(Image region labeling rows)

......

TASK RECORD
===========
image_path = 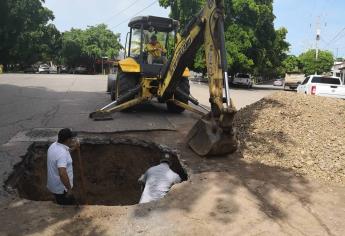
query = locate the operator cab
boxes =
[125,16,179,77]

......

→ **WRITTEN PROBLEM**
Recast every line of the rows above as a Markdown table with the columns "Line No." and "Text", skipping blank lines. Leave the pictures out of your answer.

→ **SOLUTION TO THIS PROBLEM**
| Line No. | Text |
|---|---|
| 1 | TASK RECORD |
| 2 | =========== |
| 3 | image_path =  |
| 4 | query = locate the operator cab |
| 5 | boxes = |
| 6 | [125,16,179,77] |